Pointing and labeling records
** start **

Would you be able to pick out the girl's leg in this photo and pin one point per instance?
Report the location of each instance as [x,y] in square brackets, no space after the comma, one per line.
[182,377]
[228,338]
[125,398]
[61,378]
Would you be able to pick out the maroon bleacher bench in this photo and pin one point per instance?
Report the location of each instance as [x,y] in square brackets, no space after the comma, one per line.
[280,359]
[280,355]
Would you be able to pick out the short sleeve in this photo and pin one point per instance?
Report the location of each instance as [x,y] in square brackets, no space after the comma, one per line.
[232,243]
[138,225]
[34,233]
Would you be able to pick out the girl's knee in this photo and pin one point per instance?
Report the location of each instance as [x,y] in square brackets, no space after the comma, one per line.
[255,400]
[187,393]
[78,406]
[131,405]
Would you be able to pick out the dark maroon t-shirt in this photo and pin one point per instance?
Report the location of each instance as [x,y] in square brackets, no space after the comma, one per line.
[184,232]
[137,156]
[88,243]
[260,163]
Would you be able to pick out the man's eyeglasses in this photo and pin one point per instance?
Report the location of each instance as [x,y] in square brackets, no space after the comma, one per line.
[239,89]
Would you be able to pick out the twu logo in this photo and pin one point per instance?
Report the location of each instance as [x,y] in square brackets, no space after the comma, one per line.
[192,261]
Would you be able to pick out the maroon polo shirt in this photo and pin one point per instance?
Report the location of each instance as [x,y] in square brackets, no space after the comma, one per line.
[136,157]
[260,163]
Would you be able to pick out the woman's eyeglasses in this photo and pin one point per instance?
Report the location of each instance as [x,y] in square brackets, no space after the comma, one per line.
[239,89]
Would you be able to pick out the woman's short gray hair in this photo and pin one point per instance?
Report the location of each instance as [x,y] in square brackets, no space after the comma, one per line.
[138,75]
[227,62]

** end **

PROBLEM REQUIREMENTS — Please rewrite all of the records above, replacing every "maroon" with "crimson" and leaving everything else unchanged.

ANSWER TO THE TASK —
Would you be able to pick out the girl's leg in this photo and pin one point per instance?
Report the location of each instance as [x,y] in square brackets, no space after the comma, one per line.
[182,377]
[228,338]
[125,398]
[61,378]
Would you be able to pick out the crimson bleacher bench in this photo and pin one point per instance?
Report the location of each instance as [x,y] in square brackets, no space after the comma, one per line.
[280,359]
[280,355]
Would you be able to pick out the short sleeve in this photo and pin one point per instance?
Report the location of each instance as [x,y] in square brackets, no space after the comma, one per line.
[232,243]
[138,225]
[34,233]
Would you be able to pick out the girl's knee in this photo and pin one point per instance?
Report the location of each instance as [x,y] in square brackets, no space after the comma, one per line.
[255,400]
[187,393]
[78,406]
[131,405]
Would you be able to pick out the dark crimson t-shirt in this photo and pin one point per instance?
Report the location of each instance as [x,y] in square brackets, no space after the comma, one per line.
[184,232]
[137,156]
[88,243]
[260,163]
Would you be able to pick out the man's eyeglasses in this photo and pin one point per instance?
Report the location of each instance as [x,y] in square brackets, no space after the comma, one per line.
[239,89]
Would you be able to pick out the twu logo in this photo and pin one point per instance?
Report the location of each instance as [x,y] in square brackets, no space after the comma, one per line.
[192,261]
Would you be able to pick out the crimson polo shirt in this photo and pin one point per instance?
Report the location of each instance as [x,y] in square brackets, no space after the comma, one per line.
[136,157]
[260,163]
Would you be able to pick out the woman's eyeglasses in this photo and pin one point per instance?
Report the location of each instance as [x,y] in square brackets, no space after the comma, one per line.
[239,89]
Would you be able to pick out the woman's short gray hair in this photo and pin one point per instance?
Report the location of each instance as [x,y] in square brackets, no space after the comma, one per line.
[138,75]
[227,62]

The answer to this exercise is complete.